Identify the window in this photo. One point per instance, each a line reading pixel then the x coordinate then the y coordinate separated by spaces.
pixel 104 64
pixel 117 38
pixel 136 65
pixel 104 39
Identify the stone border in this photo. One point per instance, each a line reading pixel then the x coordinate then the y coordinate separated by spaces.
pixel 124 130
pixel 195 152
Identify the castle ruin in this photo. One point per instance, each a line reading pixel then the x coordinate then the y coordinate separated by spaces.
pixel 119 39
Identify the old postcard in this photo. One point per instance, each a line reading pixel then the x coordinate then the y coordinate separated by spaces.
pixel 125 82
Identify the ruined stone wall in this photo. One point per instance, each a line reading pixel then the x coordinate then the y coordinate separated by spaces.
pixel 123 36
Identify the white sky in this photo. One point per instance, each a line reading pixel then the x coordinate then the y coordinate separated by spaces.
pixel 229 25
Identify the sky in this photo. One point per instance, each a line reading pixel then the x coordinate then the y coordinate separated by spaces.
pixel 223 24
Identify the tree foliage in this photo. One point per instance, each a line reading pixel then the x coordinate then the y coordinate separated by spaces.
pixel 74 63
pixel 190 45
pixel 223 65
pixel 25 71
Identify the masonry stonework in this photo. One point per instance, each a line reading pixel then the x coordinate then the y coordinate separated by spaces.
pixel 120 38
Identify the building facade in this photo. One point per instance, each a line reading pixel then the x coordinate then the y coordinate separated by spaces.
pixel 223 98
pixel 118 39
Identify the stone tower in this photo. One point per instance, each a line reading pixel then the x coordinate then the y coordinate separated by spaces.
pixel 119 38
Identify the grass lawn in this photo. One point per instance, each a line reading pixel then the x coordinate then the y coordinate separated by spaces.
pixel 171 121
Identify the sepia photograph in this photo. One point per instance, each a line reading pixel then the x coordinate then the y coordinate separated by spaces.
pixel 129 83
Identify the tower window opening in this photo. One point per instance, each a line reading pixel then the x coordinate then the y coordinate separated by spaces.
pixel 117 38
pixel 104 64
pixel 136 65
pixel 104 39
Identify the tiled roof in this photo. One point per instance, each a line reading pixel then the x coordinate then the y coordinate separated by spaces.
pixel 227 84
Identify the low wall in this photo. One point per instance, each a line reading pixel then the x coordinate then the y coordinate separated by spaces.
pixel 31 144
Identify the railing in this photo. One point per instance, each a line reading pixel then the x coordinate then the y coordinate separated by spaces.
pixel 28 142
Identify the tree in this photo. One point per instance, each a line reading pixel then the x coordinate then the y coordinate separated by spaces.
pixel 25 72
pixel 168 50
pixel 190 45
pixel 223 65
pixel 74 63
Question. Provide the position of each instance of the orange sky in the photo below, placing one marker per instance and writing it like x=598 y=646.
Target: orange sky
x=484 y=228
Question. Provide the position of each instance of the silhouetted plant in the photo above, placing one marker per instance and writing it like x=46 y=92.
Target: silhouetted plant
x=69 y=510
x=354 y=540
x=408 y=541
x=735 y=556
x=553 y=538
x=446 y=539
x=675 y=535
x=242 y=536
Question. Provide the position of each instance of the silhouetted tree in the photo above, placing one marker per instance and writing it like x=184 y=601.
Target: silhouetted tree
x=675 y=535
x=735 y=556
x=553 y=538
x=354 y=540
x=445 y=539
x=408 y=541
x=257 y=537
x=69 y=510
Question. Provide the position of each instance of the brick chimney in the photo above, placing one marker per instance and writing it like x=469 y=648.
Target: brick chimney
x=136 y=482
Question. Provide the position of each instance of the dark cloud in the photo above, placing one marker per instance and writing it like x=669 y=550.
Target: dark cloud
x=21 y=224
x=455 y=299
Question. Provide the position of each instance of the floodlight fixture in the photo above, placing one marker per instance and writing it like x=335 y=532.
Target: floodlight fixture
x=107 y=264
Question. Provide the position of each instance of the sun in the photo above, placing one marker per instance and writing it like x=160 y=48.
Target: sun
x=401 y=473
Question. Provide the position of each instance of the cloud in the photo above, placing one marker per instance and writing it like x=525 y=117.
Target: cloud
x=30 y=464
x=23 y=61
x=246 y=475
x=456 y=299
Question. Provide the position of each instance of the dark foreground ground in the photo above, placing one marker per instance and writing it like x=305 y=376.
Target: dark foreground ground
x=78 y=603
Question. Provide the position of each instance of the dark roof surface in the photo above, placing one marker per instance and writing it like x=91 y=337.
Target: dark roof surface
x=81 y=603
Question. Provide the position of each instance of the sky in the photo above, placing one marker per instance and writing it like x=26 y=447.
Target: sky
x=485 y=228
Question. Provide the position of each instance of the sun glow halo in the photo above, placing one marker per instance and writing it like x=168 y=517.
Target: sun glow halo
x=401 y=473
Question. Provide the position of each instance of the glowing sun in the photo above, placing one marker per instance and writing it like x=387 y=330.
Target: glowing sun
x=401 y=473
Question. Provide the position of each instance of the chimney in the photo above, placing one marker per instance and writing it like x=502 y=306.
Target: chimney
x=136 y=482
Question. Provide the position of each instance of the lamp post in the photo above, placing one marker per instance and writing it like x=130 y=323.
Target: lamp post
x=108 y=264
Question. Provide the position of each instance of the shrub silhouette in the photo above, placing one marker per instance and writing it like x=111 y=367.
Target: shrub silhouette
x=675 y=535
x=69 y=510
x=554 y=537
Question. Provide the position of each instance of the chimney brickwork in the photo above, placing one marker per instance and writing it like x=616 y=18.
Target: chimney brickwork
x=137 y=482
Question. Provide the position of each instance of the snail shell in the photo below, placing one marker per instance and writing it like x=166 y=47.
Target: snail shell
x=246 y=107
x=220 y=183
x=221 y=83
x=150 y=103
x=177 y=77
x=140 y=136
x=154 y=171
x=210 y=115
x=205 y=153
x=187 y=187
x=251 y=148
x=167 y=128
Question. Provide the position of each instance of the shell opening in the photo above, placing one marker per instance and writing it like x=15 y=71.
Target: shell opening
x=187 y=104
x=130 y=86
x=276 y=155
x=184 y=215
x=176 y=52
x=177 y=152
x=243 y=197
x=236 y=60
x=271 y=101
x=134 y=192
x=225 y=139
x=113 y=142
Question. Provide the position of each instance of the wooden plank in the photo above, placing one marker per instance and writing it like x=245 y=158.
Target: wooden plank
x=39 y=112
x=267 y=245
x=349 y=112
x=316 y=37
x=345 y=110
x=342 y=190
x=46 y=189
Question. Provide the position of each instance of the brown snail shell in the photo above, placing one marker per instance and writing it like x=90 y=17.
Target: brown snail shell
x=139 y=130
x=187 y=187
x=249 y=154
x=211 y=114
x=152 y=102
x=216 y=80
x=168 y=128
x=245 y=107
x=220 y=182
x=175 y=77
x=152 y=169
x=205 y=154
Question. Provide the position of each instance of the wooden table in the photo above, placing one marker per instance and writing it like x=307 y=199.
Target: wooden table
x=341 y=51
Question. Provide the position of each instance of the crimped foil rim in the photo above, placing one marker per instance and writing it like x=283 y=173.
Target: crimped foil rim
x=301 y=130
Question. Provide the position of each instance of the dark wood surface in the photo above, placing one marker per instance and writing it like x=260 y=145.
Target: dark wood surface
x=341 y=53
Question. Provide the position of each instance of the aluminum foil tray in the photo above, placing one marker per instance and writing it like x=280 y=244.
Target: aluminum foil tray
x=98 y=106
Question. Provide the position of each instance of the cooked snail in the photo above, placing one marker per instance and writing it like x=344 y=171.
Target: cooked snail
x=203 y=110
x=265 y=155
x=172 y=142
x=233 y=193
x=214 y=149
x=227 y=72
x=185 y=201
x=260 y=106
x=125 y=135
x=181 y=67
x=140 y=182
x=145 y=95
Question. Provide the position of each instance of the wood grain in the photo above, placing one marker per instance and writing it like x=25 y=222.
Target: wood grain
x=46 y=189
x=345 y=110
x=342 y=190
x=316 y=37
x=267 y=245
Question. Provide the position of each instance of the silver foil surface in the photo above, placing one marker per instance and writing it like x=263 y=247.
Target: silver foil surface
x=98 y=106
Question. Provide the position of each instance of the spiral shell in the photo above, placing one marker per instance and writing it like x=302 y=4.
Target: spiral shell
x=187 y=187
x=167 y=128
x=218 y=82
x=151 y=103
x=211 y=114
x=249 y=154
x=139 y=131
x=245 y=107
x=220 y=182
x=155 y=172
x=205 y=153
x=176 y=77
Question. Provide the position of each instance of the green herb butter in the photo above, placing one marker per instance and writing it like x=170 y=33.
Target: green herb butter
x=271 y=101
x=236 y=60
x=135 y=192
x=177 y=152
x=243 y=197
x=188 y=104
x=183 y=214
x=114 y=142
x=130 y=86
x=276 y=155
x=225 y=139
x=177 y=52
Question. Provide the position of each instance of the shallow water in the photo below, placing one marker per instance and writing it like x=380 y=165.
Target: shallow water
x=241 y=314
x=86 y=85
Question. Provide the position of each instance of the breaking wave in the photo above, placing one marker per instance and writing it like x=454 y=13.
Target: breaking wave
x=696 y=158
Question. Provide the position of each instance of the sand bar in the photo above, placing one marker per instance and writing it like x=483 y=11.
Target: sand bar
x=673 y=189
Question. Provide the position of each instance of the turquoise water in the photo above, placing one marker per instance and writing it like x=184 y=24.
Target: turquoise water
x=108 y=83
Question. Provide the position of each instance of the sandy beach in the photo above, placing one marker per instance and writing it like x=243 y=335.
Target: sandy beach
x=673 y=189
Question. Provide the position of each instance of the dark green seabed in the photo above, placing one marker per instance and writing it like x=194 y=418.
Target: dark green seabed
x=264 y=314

**The task:** Rewrite everything in the listing from the line containing "Identify the building" down to the line containing "x=484 y=228", replacing "Identify" with "Locate" and changing nothing else.

**Task solution:**
Locate the building facade in this photo. One point per instance, each a line reading pixel then the x coordinate then the y coordinate separated by spaces.
pixel 223 98
pixel 118 39
Locate the stone tower in this photo. One point per instance, each a line reading pixel then the x coordinate then the y coordinate separated by spaces.
pixel 119 38
Locate the grass lawn in this photo. One point per instance, each a line reading pixel then the x coordinate then the y coordinate separated by spaces.
pixel 171 121
Locate the sepia photograph in this photo. One point per instance, each a line reading pixel then the x coordinate then the y coordinate separated by spaces.
pixel 129 83
Locate the tower window opening in this photo. One point per instance, each a line reading pixel then the x coordinate then the y coordinate separated by spaces.
pixel 117 38
pixel 104 64
pixel 136 65
pixel 104 39
Locate the tiled roof in this photo. One point per instance, each a line reading pixel then the x coordinate then the y coordinate separated by spaces.
pixel 227 84
Locate the low wall in this photo. One point per instance, each a line reading pixel then the x coordinate then the y coordinate separated by spaces.
pixel 31 144
Locate the railing in this photo. One point per instance, each a line reading pixel then the x coordinate then the y coordinate separated by spaces.
pixel 28 142
Locate the tree in this photo. One point per instance, each a line reading pixel then the x coordinate then the y coordinate separated by spaces.
pixel 25 72
pixel 168 50
pixel 190 45
pixel 223 65
pixel 74 63
Question. Provide the position of each instance of the orange sky in the photo below, placing one marker per instance and writing it like x=598 y=646.
Target: orange sky
x=484 y=228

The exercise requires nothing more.